• Data listing
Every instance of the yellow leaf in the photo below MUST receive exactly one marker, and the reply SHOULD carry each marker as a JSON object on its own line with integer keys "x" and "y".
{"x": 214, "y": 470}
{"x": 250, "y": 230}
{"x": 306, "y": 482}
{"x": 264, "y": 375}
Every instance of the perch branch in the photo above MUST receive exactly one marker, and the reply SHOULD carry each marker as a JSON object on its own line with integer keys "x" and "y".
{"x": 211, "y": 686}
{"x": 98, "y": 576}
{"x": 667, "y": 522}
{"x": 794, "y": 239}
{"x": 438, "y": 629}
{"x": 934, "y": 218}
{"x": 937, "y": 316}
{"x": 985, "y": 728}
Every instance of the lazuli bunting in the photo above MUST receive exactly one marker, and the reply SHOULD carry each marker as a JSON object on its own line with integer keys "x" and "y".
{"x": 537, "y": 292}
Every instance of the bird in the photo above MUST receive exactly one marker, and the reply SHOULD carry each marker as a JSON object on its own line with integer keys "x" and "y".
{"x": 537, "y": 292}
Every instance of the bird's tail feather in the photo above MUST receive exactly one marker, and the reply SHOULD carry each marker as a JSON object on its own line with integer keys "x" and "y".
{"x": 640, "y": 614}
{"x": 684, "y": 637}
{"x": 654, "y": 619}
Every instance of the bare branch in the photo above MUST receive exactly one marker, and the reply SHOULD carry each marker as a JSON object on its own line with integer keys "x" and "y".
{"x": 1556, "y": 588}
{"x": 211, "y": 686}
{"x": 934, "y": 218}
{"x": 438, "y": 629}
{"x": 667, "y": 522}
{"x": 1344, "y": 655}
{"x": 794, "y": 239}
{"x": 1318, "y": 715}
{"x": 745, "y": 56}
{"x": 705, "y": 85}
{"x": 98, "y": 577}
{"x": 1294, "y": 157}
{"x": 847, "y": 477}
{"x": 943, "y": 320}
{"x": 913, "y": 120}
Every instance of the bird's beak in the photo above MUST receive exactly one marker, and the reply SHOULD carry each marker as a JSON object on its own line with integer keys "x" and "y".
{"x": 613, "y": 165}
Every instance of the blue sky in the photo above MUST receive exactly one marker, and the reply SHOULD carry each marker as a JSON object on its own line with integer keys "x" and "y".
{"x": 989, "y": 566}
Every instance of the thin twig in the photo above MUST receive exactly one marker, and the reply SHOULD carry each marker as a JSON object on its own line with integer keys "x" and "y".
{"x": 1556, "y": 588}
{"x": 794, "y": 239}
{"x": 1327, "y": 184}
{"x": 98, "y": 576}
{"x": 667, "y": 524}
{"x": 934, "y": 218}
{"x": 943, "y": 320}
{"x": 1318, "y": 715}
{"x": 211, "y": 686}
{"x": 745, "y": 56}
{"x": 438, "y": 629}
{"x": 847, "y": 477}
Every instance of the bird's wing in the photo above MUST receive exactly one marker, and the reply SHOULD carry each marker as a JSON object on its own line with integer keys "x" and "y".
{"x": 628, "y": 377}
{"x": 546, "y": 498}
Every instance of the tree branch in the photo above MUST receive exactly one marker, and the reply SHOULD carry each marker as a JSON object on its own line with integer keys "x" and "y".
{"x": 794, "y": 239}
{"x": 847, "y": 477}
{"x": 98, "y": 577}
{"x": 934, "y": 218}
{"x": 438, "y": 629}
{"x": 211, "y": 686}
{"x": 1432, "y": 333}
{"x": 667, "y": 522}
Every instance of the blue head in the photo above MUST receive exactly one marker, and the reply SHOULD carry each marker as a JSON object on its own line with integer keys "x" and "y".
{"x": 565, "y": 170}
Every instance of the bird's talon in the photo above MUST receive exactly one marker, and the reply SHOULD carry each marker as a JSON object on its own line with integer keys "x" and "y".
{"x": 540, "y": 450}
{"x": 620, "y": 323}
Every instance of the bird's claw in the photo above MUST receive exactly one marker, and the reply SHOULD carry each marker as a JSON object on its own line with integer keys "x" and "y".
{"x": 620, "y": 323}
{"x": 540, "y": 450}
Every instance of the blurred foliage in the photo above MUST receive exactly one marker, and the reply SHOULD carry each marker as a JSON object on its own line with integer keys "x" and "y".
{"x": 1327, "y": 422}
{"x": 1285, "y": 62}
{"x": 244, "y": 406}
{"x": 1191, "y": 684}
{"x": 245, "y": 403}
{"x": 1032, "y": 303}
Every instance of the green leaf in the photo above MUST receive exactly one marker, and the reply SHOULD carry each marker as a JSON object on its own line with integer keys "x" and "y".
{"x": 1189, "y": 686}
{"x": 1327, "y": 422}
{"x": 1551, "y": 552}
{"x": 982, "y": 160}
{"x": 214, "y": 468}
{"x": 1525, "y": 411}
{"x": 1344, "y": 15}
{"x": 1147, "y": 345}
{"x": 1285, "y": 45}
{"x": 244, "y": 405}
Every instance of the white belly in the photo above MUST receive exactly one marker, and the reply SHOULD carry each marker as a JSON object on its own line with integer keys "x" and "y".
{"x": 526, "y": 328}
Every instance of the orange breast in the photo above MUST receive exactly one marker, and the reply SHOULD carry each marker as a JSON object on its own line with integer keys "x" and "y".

• EXERCISE BRIEF
Take the records above and return them exactly as written.

• RIGHT ANSWER
Every instance of the yellow leaf in the photo below MUST receive exactly one marker, and the reply SHOULD carry each marker as a JSON object on its own line with integer keys "x" and "y".
{"x": 214, "y": 470}
{"x": 250, "y": 230}
{"x": 306, "y": 482}
{"x": 264, "y": 375}
Every instance of the perch branch in the photo above MUST receive exactly one marker, and the reply SHOULD carry each marker as a JSON object on its own line with integer keys "x" and "y".
{"x": 211, "y": 686}
{"x": 98, "y": 576}
{"x": 667, "y": 522}
{"x": 794, "y": 239}
{"x": 438, "y": 629}
{"x": 934, "y": 218}
{"x": 937, "y": 316}
{"x": 985, "y": 728}
Every instance of the lazuli bunting in the photo above MUST receive exactly one marker, and the reply SHOULD carry each marker as a JSON object on its own line with integer keys "x" and "y".
{"x": 537, "y": 292}
Every instance of the bird in the photo above MUST receive exactly one marker, and the reply SHOULD carry each marker as a JSON object on its own line with integer keys "x" and "y".
{"x": 537, "y": 292}
Every instance of the bird's tail feather in the photo above MUST receive exactly one marker, and the reply SHOULD carry each marker as a JSON object on its own line with integer keys "x" and "y".
{"x": 640, "y": 614}
{"x": 684, "y": 637}
{"x": 654, "y": 619}
Every instance of the bare branch in the photo above MUST receive exactly one marker, and the reply SHOULD carry each marker as a JSON object on its own line with integer keys "x" and "y".
{"x": 1556, "y": 588}
{"x": 211, "y": 686}
{"x": 934, "y": 218}
{"x": 438, "y": 629}
{"x": 667, "y": 522}
{"x": 1344, "y": 655}
{"x": 794, "y": 239}
{"x": 1318, "y": 715}
{"x": 745, "y": 56}
{"x": 705, "y": 85}
{"x": 98, "y": 577}
{"x": 1294, "y": 157}
{"x": 847, "y": 477}
{"x": 943, "y": 320}
{"x": 913, "y": 120}
Every instance of the bird's beak in the photo above MUST receive exactly one marker, and the reply SHOULD carry each marker as a JSON object on its own line with integer keys "x" and "y".
{"x": 613, "y": 165}
Every instance of the blue sky in the photo above MUST receive exactly one marker, and the reply SHOULD carry each marker as a JSON object on its own line with integer keys "x" and "y".
{"x": 989, "y": 566}
Every instance of the thin twig in the photo above MUST receive exactly one marker, and the reply SHOULD carry each marker as a JSON object on its own line with integer keys "x" and "y".
{"x": 1556, "y": 588}
{"x": 794, "y": 239}
{"x": 1327, "y": 184}
{"x": 98, "y": 576}
{"x": 667, "y": 524}
{"x": 934, "y": 218}
{"x": 943, "y": 320}
{"x": 1318, "y": 715}
{"x": 211, "y": 686}
{"x": 745, "y": 56}
{"x": 438, "y": 629}
{"x": 847, "y": 477}
Every instance of the bird's wing in the photo above MUST receive exactly one marker, and the reply SHOULD carry each marker as a JSON object on its own line with integer keys "x" and "y".
{"x": 628, "y": 377}
{"x": 546, "y": 498}
Every instance of the tree branch in the photo above MUST receive exactly one marker, and the reply SHOULD carry each marker as a JSON object on its own line with integer keys "x" and "y".
{"x": 794, "y": 239}
{"x": 847, "y": 477}
{"x": 98, "y": 577}
{"x": 934, "y": 218}
{"x": 438, "y": 629}
{"x": 211, "y": 686}
{"x": 1432, "y": 333}
{"x": 667, "y": 522}
Every instance of the blue head in the photo above MUST receive exactly one marker, and the reply SHOULD carry each marker as a JSON object on its own line with integer keys "x" and "y".
{"x": 565, "y": 170}
Every instance of the bird's talon in the photo above MUST receive exactly one marker, and the reply SHOULD carry each marker as a JSON object on its own line with integer keys "x" and "y".
{"x": 540, "y": 450}
{"x": 620, "y": 323}
Every instance of the bird's claw in the photo above MUST receive exactly one marker, and the reply SHOULD carry each marker as a JSON object on its own line with integer keys "x" and "y".
{"x": 620, "y": 323}
{"x": 540, "y": 450}
Every instance of the blurred foliage in the photo above MUST receive exactly one marker, and the reply SHOULD carry each marker as a JSON object on its own line with integer keys "x" and "y".
{"x": 1327, "y": 422}
{"x": 1285, "y": 62}
{"x": 244, "y": 406}
{"x": 1191, "y": 684}
{"x": 245, "y": 403}
{"x": 1032, "y": 303}
Every instance of the green leaf in the photo above MUST receive exactly one marker, and the reply SHOULD carry each marker as a JSON object on its own line with integer keys "x" and "y".
{"x": 1189, "y": 686}
{"x": 1327, "y": 422}
{"x": 1551, "y": 552}
{"x": 982, "y": 160}
{"x": 214, "y": 468}
{"x": 1525, "y": 411}
{"x": 1344, "y": 15}
{"x": 1147, "y": 345}
{"x": 1285, "y": 45}
{"x": 244, "y": 405}
Every instance of the white belly in the photo above MUST receive exactly one marker, and the reply SHOULD carry each marker as a JSON object on its own line with integer keys "x" and "y".
{"x": 526, "y": 328}
Every instance of the orange breast in the photo above MUST receive exactly one marker, and the reply SHOULD carry each marker as a JSON object on its own line with integer keys "x" and "y".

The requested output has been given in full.